▶ _Stated task 1_
According to the text on Sweden's Permanent Representative to the Council of Europe, on what date was the post formed?
▶ _Stated task 2_
Write the next part of the text on Sweden's Permanent Representative to the Council of Europe, picking up after its final sentence.

▶ _Text section_
################
- Lesser coat of arms of the Kingdom of Sweden
- Incumbent Niklas Kebbon since 2025
- Ministry for Foreign Affairs Permanent Representation of Sweden to the Council of Europe
- Style: His or Her Excellency (formal) Mr. or Madam Ambassador (informal)
- Member of: Committee of Ministers of the Council of Europe
- Reports to: Minister for Foreign Affairs
- Seat: 67 Allée de la Robertsau 67000 Strasbourg France
- Appointer: Government of Sweden
- Term length: No fixed term
- Formation: 6 November 1953
- First holder: Ingemar Hägglöf
- Website: www.swedenabroad.se/en/embassies/strasbourg-council-of-europe/

= Permanent Representative of Sweden to the Council of Europe =

The Permanent Representative of Sweden to the Council of Europe is the head of the Permanent Representation of Sweden to the Council of Europe in Strasbourg, France. The Council of Europe, founded on 5 May 1949 with the signing of its Statute in London, is an intergovernmental organization dedicated to European cooperation, democracy, human rights, and the rule of law. Sweden was among the early signatories of the Statute.
################
Items from a data source
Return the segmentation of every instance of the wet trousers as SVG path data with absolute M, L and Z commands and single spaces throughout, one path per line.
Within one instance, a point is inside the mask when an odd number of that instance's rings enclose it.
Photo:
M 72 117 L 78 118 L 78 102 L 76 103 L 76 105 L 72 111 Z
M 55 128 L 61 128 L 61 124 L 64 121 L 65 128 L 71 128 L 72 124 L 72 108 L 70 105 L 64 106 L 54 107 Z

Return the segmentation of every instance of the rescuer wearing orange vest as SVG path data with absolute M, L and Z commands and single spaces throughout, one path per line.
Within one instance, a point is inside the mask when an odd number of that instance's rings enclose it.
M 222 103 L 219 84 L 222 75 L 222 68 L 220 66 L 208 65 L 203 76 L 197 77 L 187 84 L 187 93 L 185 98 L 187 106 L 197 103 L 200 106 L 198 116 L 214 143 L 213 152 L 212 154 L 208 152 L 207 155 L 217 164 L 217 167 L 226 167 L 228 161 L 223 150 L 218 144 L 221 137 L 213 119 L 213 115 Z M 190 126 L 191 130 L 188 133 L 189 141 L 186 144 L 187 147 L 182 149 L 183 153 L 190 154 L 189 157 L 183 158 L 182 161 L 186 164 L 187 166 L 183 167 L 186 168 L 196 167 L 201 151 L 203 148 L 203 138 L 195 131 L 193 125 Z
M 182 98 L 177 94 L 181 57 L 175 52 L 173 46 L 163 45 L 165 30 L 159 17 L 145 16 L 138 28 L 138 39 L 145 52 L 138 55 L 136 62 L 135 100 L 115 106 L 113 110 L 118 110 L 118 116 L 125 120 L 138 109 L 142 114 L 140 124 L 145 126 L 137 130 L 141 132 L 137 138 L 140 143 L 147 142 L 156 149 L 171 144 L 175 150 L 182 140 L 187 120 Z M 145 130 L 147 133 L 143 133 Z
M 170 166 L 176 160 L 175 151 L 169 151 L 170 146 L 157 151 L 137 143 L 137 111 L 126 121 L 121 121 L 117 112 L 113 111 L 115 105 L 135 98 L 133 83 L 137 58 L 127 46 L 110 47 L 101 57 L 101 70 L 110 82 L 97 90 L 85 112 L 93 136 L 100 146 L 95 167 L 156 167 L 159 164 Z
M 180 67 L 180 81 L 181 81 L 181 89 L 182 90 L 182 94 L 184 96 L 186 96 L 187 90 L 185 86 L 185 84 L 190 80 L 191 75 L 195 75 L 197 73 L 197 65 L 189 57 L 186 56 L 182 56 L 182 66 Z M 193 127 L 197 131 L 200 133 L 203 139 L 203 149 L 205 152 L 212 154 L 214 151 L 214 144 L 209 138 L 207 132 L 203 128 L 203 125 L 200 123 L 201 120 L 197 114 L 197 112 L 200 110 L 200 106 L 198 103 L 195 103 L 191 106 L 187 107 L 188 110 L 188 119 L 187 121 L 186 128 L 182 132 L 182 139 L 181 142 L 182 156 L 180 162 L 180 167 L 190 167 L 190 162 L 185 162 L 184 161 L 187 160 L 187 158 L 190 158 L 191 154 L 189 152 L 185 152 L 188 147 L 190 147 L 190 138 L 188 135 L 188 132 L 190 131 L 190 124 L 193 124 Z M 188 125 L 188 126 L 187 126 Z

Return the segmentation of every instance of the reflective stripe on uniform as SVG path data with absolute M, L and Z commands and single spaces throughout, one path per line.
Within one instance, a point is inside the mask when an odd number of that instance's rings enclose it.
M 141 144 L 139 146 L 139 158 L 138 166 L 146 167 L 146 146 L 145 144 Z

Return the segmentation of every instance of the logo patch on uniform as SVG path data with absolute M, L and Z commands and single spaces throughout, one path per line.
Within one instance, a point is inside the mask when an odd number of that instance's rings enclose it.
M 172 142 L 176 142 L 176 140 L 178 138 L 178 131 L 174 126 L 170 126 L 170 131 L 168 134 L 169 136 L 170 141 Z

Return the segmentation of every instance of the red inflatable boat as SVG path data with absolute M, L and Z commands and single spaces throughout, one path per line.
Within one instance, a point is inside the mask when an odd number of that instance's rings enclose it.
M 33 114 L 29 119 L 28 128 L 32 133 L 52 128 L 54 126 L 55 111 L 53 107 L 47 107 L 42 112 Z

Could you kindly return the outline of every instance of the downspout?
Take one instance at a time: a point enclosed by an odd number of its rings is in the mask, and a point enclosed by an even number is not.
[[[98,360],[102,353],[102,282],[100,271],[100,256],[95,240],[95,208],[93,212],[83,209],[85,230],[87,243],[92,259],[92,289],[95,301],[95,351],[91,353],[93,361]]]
################
▶ _Written reply 1_
6 November 1953

▶ _Written reply 2_
Initially, Sweden's Permanent Representative to the Council of Europe also held the role of Permanent Representative of Sweden to the Organization for European Economic Cooperation (OEEC) in Paris. However, in 1957, these roles were separated when Karl-Gustav Lagerfelt was appointed solely for the Council of Europe. In 1971, the position became entirely independent.

Today, Sweden's Permanent Representation serves as the primary link between Swedish authorities and the Council of Europe, advocating Swedish policies and safeguarding national interests within the Committee of Ministers—the organization’s highest decision-making body. The Representation, located near the Palace of Europe and the European Court of Human Rights, consists of six staff members, three from the Ministry for Foreign Affairs and three locally employed personnel.

==History==
On 5 May 1949, the Statute of the Council of Europe was signed at St James's Palace in London. The path to this event went through the Congress of Europe a year earlier. The conference's organizing committee outlined a proposal to establish a Council of Europe, consisting of a Committee of Ministers and a Consultative Assembly. In January 1949, the five states that had previously been part of the Treaty of Brussels—France, the United Kingdom, and the three Benelux countries—endorsed this proposal. A few months later, the Statute of the Council of Europe was signed not only by the Treaty of Brussels states but also by Sweden, among others.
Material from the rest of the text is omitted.